-- Opening Marker --

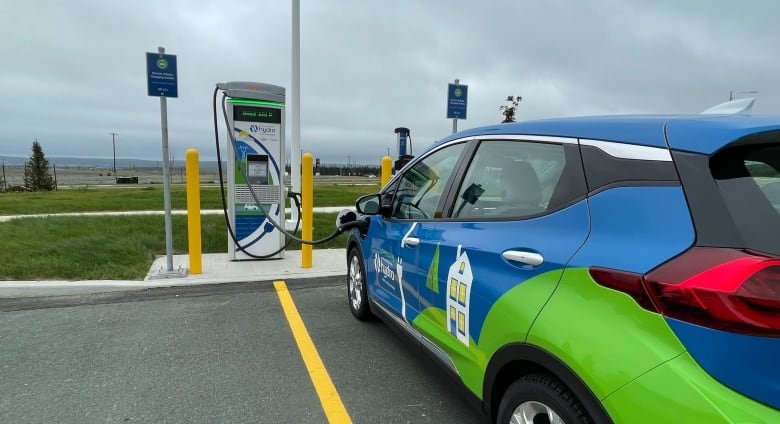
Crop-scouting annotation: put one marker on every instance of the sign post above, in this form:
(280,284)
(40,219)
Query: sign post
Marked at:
(162,82)
(457,99)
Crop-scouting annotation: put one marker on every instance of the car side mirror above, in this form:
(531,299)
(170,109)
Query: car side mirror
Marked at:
(368,204)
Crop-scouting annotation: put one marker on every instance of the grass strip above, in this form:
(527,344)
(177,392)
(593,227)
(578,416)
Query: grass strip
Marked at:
(110,247)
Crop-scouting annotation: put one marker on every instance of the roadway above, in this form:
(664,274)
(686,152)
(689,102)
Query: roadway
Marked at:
(210,353)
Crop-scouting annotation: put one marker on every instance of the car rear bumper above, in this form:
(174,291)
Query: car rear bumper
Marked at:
(681,391)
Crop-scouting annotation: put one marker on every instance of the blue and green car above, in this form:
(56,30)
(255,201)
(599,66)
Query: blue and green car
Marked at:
(619,269)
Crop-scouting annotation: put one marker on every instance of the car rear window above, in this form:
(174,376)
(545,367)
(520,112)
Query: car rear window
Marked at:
(748,178)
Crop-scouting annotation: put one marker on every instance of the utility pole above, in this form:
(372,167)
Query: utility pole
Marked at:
(113,142)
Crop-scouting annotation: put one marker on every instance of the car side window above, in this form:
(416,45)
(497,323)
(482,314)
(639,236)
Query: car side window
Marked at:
(510,179)
(421,186)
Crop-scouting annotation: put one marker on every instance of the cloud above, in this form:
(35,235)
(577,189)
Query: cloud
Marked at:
(75,71)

-- Closing Marker --

What you need to do => Give back an exact reproduction of the entries, with all pictures excluded.

Expected answer =>
Crop-scouting annotation: put one marker on every instance of the sign post above, in this form:
(280,284)
(40,219)
Query: sign post
Marked at:
(162,82)
(457,99)
Crop-scouting annotation: put one marker on every instance of the car side mirror above, in this form:
(531,299)
(170,109)
Query: car side mirror
Marked at:
(368,204)
Crop-scouting annotation: put one marker on every instance of the grass strip above, in this form:
(527,344)
(177,392)
(593,227)
(578,416)
Query: grass strip
Marked at:
(110,247)
Crop-scouting annotation: put one marker on every instance of the roadway above, in this form:
(664,274)
(686,152)
(689,102)
Query: roadway
Marked at:
(210,353)
Crop-scouting annotation: put one marker on every instance of the car rear bumper above, in this form:
(174,291)
Query: car rear bumper
Marked at:
(681,391)
Crop-scouting annotation: put one marker on every instance of the blue and green car above, in this form:
(56,30)
(255,201)
(599,66)
Query: blue and green car
Marked at:
(619,269)
Crop-scouting annotation: put one marker on every instance of the car rear window above, in this form:
(174,376)
(545,367)
(520,112)
Query: car rear window
Marked at:
(748,178)
Crop-scouting annotation: put one marker on every instance of the utility pole above, in this form:
(372,167)
Query: utility pole
Marked at:
(113,142)
Crop-scouting annotation: put one marker on every instance of the car side window above, in this form:
(416,45)
(497,323)
(482,314)
(639,236)
Query: car side window
Marked at:
(510,179)
(421,186)
Crop-scouting annotation: put one marker on every instance of the cloud above, in this form:
(35,235)
(577,189)
Query: cloud
Marked at:
(75,71)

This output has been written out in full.